### STATED TASK
All material below is to be reproduced exactly.

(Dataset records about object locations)

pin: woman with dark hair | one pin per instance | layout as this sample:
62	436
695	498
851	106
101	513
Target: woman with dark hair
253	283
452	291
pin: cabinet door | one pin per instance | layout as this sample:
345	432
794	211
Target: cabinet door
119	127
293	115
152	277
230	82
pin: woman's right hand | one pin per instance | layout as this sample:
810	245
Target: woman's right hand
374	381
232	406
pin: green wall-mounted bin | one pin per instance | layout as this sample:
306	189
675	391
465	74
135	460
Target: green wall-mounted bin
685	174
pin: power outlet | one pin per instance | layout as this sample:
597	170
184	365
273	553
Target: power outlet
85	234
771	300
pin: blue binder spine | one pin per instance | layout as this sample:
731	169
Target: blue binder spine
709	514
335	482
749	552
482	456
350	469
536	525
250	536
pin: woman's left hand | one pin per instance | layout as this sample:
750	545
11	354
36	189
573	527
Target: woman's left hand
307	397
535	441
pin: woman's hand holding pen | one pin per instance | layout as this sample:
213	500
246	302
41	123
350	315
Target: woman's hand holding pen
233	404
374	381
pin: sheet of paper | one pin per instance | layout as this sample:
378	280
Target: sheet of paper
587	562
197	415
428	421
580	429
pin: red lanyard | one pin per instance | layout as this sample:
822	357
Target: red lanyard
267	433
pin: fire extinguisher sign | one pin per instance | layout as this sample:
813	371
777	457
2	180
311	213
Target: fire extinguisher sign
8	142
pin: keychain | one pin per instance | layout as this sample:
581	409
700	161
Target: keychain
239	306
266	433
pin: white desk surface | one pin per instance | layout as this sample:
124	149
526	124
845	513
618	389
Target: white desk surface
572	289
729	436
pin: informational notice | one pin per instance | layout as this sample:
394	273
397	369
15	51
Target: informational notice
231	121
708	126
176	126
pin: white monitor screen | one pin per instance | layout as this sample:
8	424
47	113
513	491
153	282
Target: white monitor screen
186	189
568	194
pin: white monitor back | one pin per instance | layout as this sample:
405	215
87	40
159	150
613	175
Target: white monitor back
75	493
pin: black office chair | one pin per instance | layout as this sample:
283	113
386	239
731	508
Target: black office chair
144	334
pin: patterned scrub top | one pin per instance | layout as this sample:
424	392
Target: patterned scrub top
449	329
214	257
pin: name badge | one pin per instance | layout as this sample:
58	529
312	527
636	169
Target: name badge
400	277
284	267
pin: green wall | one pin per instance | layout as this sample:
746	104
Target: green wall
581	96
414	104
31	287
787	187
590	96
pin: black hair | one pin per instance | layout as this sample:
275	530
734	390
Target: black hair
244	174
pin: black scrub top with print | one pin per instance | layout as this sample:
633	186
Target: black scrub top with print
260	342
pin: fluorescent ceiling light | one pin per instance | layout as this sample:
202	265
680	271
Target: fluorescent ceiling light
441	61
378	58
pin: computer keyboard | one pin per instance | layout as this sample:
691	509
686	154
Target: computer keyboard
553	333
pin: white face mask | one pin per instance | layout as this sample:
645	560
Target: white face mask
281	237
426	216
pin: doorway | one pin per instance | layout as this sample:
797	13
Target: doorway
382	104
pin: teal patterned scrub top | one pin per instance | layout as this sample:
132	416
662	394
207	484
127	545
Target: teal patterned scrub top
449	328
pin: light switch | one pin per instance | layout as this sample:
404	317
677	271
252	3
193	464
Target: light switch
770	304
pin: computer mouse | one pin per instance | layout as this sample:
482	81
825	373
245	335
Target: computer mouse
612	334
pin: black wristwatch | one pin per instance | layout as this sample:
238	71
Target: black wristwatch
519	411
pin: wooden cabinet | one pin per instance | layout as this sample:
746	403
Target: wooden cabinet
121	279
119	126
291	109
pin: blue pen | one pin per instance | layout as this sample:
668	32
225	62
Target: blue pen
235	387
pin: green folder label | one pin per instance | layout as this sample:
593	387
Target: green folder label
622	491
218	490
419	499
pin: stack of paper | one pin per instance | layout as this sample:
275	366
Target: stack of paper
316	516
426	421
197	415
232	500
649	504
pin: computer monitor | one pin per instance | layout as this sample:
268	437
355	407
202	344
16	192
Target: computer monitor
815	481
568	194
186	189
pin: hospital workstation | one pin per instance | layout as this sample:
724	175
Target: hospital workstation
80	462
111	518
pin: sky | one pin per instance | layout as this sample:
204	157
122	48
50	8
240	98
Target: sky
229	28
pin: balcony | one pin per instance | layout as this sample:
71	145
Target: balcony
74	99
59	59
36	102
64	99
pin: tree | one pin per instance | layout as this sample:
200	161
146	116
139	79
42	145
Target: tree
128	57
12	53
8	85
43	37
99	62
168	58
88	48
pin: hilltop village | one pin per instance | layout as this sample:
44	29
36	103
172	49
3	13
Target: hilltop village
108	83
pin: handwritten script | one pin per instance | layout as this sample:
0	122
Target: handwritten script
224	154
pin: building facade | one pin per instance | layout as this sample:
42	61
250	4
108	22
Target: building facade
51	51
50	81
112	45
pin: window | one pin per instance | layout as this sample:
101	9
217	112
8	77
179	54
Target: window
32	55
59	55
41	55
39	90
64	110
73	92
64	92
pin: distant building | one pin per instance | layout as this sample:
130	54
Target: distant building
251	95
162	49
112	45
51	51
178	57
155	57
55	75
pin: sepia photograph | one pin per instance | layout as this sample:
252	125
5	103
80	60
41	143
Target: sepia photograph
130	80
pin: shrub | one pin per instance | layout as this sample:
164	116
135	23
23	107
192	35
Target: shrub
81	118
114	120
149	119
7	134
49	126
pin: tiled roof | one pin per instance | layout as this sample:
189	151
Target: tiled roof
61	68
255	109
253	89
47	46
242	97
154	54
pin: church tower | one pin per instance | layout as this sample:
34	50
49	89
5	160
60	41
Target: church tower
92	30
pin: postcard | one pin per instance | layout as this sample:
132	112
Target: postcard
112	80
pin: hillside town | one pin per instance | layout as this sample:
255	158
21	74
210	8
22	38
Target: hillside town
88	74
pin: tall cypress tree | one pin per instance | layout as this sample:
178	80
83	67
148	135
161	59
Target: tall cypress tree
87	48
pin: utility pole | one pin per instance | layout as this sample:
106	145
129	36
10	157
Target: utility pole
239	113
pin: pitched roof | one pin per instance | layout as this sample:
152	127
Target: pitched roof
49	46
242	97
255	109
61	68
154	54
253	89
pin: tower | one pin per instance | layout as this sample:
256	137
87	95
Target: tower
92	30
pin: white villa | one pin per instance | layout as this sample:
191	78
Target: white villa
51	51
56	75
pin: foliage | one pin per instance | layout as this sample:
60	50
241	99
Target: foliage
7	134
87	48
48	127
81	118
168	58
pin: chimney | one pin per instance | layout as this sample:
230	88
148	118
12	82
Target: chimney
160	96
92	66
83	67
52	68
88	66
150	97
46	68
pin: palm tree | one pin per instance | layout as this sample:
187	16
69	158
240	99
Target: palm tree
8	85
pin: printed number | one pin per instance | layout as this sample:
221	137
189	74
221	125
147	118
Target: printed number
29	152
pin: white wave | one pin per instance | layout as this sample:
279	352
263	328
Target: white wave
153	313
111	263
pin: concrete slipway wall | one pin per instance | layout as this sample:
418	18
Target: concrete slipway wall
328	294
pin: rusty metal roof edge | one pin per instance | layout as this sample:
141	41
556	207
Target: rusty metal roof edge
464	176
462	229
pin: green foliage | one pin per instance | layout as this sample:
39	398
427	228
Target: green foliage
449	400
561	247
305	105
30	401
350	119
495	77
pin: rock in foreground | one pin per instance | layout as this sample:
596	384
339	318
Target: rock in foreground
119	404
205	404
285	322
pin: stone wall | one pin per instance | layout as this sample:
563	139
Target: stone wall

### SOLUTION FOR THIS TASK
pin: woman with dark hair | one pin per instance | layout as this sample:
62	436
695	498
851	106
101	513
Target: woman with dark hair
253	283
452	291
pin: cabinet door | one pin per instance | layout as this sample:
345	432
794	211
Target: cabinet door
119	127
293	115
152	277
230	82
pin: woman's right hand | one pin per instance | layout as this sample:
810	245
Target: woman's right hand
374	381
232	406
pin: green wall-mounted bin | one pin per instance | layout as this sample:
306	189
675	391
465	74
135	460
Target: green wall-mounted bin
685	174
pin: power outlet | one pin per instance | layout as this sample:
597	170
184	365
273	553
Target: power outlet
85	234
771	300
pin: blue binder spine | one pin per instance | layout as this sample:
731	169
Target: blue binder spine
709	514
335	482
749	552
482	456
350	469
536	525
250	536
pin: woman's left hand | one pin per instance | layout as this sample:
750	545
11	354
36	189
573	527
Target: woman's left hand
307	397
535	441
pin: woman's hand holding pen | one pin per instance | layout as this sample:
213	500
246	302
41	123
350	315
Target: woman's hand holding pen
233	404
374	381
pin: sheet of paper | one pin per instance | layout as this sample:
378	280
Target: sheet of paper
587	562
197	415
428	421
580	429
pin: red lanyard | one pin per instance | layout as this sample:
822	357
Target: red lanyard
267	433
pin: fire extinguisher sign | one pin per instance | layout as this sample:
813	371
777	457
2	180
311	213
Target: fire extinguisher sign
8	142
pin: keychain | one pin per instance | layout as this sample:
581	409
700	161
Target: keychain
239	306
266	433
pin: white desk surface | one pin per instance | layout as this sample:
124	149
526	124
845	513
618	389
Target: white desk surface
572	289
729	436
pin: informational notice | one pin per instance | layout as this sample:
394	273
397	369
15	51
Target: informational notice
231	121
708	126
176	126
pin: white monitor screen | one pin per instance | layout as this sample:
8	424
47	113
513	491
153	282
Target: white monitor screen
186	189
568	194
pin: white monitor back | one pin per instance | layout as this sample:
405	215
87	40
159	150
613	175
Target: white monitor back
75	493
pin: black office chair | one pin per instance | layout as this sample:
283	113
386	239
731	508
Target: black office chair
144	334
pin: patterned scrub top | one pin per instance | layout as this sample:
424	392
Target: patterned scrub top
449	329
214	257
pin: name badge | one pin per instance | layout as this sample:
58	529
312	527
636	169
Target: name badge
400	277
284	267
pin: green wall | one pin per instance | layout as this sample:
746	104
Target: green wall
581	96
414	104
31	287
787	187
590	96
pin: black hair | one pin per instance | layout as this sample:
275	530
734	390
Target: black hair
244	174
pin: black scrub top with print | one pin per instance | layout as this sample:
633	186
Target: black scrub top with print
260	342
pin: fluorescent ceiling light | one pin per instance | layout as this sample:
202	265
680	271
Target: fluorescent ceiling light
441	61
378	58
pin: computer keyboard | one pin per instance | layout as this sample:
691	509
686	154
Target: computer keyboard
553	333
pin: white face mask | one pin per instance | layout as this sample:
645	560
Target: white face mask
281	237
426	216
pin: doorway | one pin per instance | layout as this sample:
797	13
Target: doorway
382	104
pin: teal patterned scrub top | one pin per instance | layout as this sample:
132	416
662	394
207	484
127	545
Target: teal patterned scrub top
449	328
pin: light switch | one pin per instance | layout as this sample:
404	317
677	271
252	3
193	464
Target: light switch
770	304
pin: computer mouse | one pin per instance | layout as this sample:
482	81
825	373
245	335
Target: computer mouse
612	334
pin: black wristwatch | one pin per instance | layout as this sample:
238	71
Target: black wristwatch
519	411
pin: wooden cabinet | one pin per instance | layout as this sample:
746	403
Target: wooden cabinet
121	279
119	126
291	109
pin: blue pen | one pin per instance | layout as this sample:
668	32
225	62
Target: blue pen
235	387
pin: green folder label | one pin per instance | layout as this sample:
593	387
Target: green folder label
622	491
218	490
419	499
pin: stack of paper | one pin per instance | layout as this sample:
275	366
Target: stack of paper
316	516
426	421
197	415
232	500
649	504
pin: computer monitor | one pin per instance | layout as this sample:
268	437
355	407
202	344
16	192
Target: computer monitor
815	481
568	194
186	189
pin: hospital workstation | one pin per instance | layout as this sample:
724	175
Target: hospital workstation
80	462
111	518
pin: sky | one pin per instance | layout as this sample:
204	157
122	48
50	8
240	98
Target: sky
229	28
pin: balcony | one pin per instance | layout as this sample:
71	145
Target: balcony
74	99
59	59
36	102
64	99
pin: tree | one pin per instance | layout as this sample:
200	161
146	116
139	79
42	145
Target: tree
128	57
12	53
8	85
43	37
99	62
168	58
88	48
pin: hilltop village | one pin per instance | layout as this sample:
44	29
36	103
172	49
3	13
Target: hilltop village
108	83
pin: handwritten script | one pin per instance | layout as this sample:
0	122
Target: handwritten script
224	154
pin: building facade | one pin per instance | layout as this sample:
42	61
250	4
108	22
Target: building facade
51	51
50	81
112	45
pin: window | one pin per instance | layout as this sample:
101	9
217	112
8	77
179	54
Target: window
32	55
59	55
41	55
39	90
64	110
73	92
64	92
pin: distant building | one pin per instance | layout as this sample:
130	54
Target: distant building
251	95
162	49
112	45
51	51
178	57
155	57
55	75
pin: sepia photograph | one pin per instance | layout as this sample:
252	125
5	103
80	60
41	143
Target: sepia photograph
130	80
pin: shrub | one pin per instance | layout as this sample:
164	116
135	23
23	107
192	35
Target: shrub
81	118
114	120
149	119
7	134
49	126
pin: tiled roof | one pin per instance | layout as this sample:
189	151
Target: tiled roof
61	68
255	109
253	89
47	46
242	97
154	54
pin: church tower | one pin per instance | layout as this sample:
34	50
49	89
5	160
60	41
Target: church tower
92	30
pin: postcard | one pin per instance | layout as this sample:
132	112
Target: postcard
112	80
pin: hillside town | one pin per instance | layout as this sample:
255	158
21	74
210	8
22	38
Target: hillside town
88	74
pin: tall cypress tree | one pin per instance | layout as this sample:
178	80
83	67
148	135
161	59
Target: tall cypress tree
87	48
pin: utility pole | one pin per instance | layout as this sample:
106	145
129	36
10	157
Target: utility pole
239	113
pin: pitched roof | one pin per instance | layout as this sample:
152	127
Target: pitched roof
49	46
242	97
255	109
61	68
154	54
253	89
pin: tower | one pin per instance | layout as this sample:
256	137
87	95
Target: tower
92	30
pin: white villa | one pin per instance | layout as this sample:
191	78
Target: white villa
51	51
56	75
pin: foliage | one pin per instance | layout as this sample:
60	50
241	99
Target: foliage
7	134
87	48
48	127
81	118
168	58
pin: chimney | one pin per instance | layout as this sample:
230	88
148	118
12	82
Target: chimney
160	96
92	66
83	67
52	68
88	66
150	97
46	68
pin: palm tree | one pin per instance | layout as this sample:
187	16
69	158
240	99
Target: palm tree
8	85
pin: printed number | one pin per instance | layout as this sample:
221	137
189	74
221	125
147	118
Target: printed number
29	152
pin: white wave | one pin per instance | layout as this sample:
279	352
263	328
Target: white wave
153	313
111	263
pin: concrete slipway wall | one pin per instance | layout as this sample:
418	18
Target: concrete slipway wall
328	294
pin: rusty metal roof edge | one pin per instance | layout as this sample:
141	41
556	207
Target: rusty metal roof edge
464	176
462	229
pin: green foliage | one pin per instance | layout as this sample:
39	398
427	228
Target: green foliage
449	400
561	247
305	105
30	401
350	119
495	77
pin: rock in foreground | one pin per instance | layout as this sample:
596	384
339	318
Target: rock in foreground
119	404
205	404
285	322
pin: stone wall | one pin per instance | layout as this sample:
563	139
Target: stone wall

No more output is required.